# Supplied text

--- Start ---

= Theodore Janssen =

French-born English financier and member of parliament

Sir Theodore Janssen, possibly with fellow founders of the South Sea Company. c.1720 Attributed to William Hogarth

Sir Theodore Janssen of Wimbledon, 1st Baronet (1650s, Angoulême, Angoumois, France – 22 September 1748, Wimbledon, London) was a French-born English financier and member of parliament who, after a long and successful career in commerce, was ruined and disgraced by his part in the South Sea Bubble.

==Life==

Janssen was born in Angoulême, France, son of the paper maker Abraham Janssen and Henriette Manigault. His grandfather, Theodore Janssen de Heez, had taken refuge in France from the Duke of Alba's persecution in the Netherlands. Janssen moved to England in 1680, making his home at Wimbledon, where he bought Wimbledon manor.

He was naturalised as an English subject in 1685, and later knighted by King William III on 26 February 1698. In 1694 he was a founder-member of the Bank of England, investing £10,000 and becoming a director. In 1697 he published a pamphlet A Discourse concerning Banks, and in 1713 his treatise General Maxims of Trade.

At the particular request of the Prince of Wales, he was created a baronet on 11 March 1715, shortly after the accession of George I. He entered Parliament in 1717 at a by-election, as member for Yarmouth (Isle of Wight).

By 1720, Janssen had accumulated a fortune of almost quarter of a million pounds. However, among his business interests had been the South Sea Company, of which he was a director. On the collapse of the company he, together with the other directors, was arrested and summoned before the House of Commons to account for himself. After he and Jacob Sawbridge, the first two directors to be summoned, had been heard, a motion was proposed and passed unanimously that both "were guilty of a notorious Breach of Trust, as Directors of the SouthSea Company, and thereby occasion'd very great Loss to great Numbers of his Majesty's Subjects, and had highly prejudic'd the publick Credit".

--- End ---

# Written tasks
**A.** Return the part of the Janssen biography that begins at the words "Sir Theodore Janssen, possibly" and stops after "South Sea Bubble.".
**B.** Summarize the Janssen biography in two sentences.

# Provided data
--- Start ---

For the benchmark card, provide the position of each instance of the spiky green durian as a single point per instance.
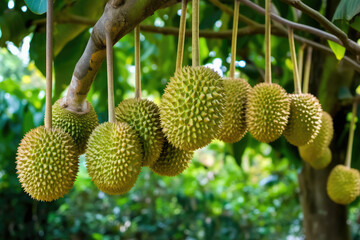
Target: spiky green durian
(78, 124)
(316, 149)
(113, 157)
(305, 119)
(143, 115)
(343, 185)
(47, 163)
(267, 111)
(192, 107)
(172, 161)
(323, 161)
(234, 127)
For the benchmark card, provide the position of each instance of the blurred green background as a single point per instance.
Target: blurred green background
(246, 190)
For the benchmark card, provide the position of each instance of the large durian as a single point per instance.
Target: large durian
(47, 163)
(192, 107)
(316, 149)
(343, 185)
(323, 161)
(234, 123)
(172, 161)
(78, 124)
(113, 157)
(143, 115)
(305, 119)
(267, 111)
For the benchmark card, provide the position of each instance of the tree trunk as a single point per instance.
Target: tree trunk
(323, 219)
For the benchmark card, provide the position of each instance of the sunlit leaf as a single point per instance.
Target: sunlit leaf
(36, 6)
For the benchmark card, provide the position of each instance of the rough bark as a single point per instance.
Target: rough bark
(323, 219)
(119, 18)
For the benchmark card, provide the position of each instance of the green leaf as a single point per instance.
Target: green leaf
(36, 6)
(338, 50)
(346, 10)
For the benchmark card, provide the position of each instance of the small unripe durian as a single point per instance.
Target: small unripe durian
(113, 157)
(343, 185)
(143, 115)
(78, 125)
(267, 112)
(305, 119)
(316, 149)
(47, 163)
(192, 107)
(322, 162)
(234, 123)
(172, 161)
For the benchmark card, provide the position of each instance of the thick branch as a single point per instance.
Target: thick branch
(119, 17)
(328, 25)
(245, 31)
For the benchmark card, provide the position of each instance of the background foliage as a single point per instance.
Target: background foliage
(246, 190)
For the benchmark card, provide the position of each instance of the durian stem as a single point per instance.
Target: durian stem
(181, 40)
(351, 136)
(307, 70)
(110, 77)
(137, 63)
(195, 34)
(49, 56)
(297, 84)
(301, 62)
(267, 41)
(234, 38)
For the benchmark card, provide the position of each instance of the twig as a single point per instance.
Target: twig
(267, 42)
(230, 11)
(110, 77)
(181, 39)
(137, 63)
(49, 57)
(195, 34)
(351, 136)
(307, 70)
(297, 85)
(301, 61)
(234, 38)
(328, 25)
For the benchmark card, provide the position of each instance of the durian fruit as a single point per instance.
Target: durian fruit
(343, 185)
(113, 157)
(305, 119)
(192, 107)
(316, 149)
(322, 162)
(47, 163)
(267, 111)
(78, 125)
(143, 115)
(234, 127)
(172, 161)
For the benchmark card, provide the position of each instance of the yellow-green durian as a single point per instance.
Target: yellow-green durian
(343, 185)
(316, 149)
(172, 161)
(143, 115)
(234, 127)
(47, 163)
(78, 124)
(192, 107)
(323, 161)
(267, 111)
(113, 157)
(305, 119)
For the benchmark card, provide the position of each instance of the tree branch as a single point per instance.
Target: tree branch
(119, 17)
(328, 25)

--- End ---

# Responses
**A.**
Sir Theodore Janssen, possibly with fellow founders of the South Sea Company. c.1720 Attributed to William Hogarth

Sir Theodore Janssen of Wimbledon, 1st Baronet (1650s, Angoulême, Angoumois, France – 22 September 1748, Wimbledon, London) was a French-born English financier and member of parliament who, after a long and successful career in commerce, was ruined and disgraced by his part in the South Sea Bubble.

**B.** Sir Theodore Janssen, born in Angoulême, France, moved to England in 1680, became a founder-member and director of the Bank of England, was knighted and later made a baronet, and entered Parliament in 1717. Having built a fortune of almost a quarter of a million pounds by 1720, he was ruined and disgraced as a director of the South Sea Company: he was arrested on its collapse, and a unanimous motion in the House of Commons found him guilty of a notorious breach of trust.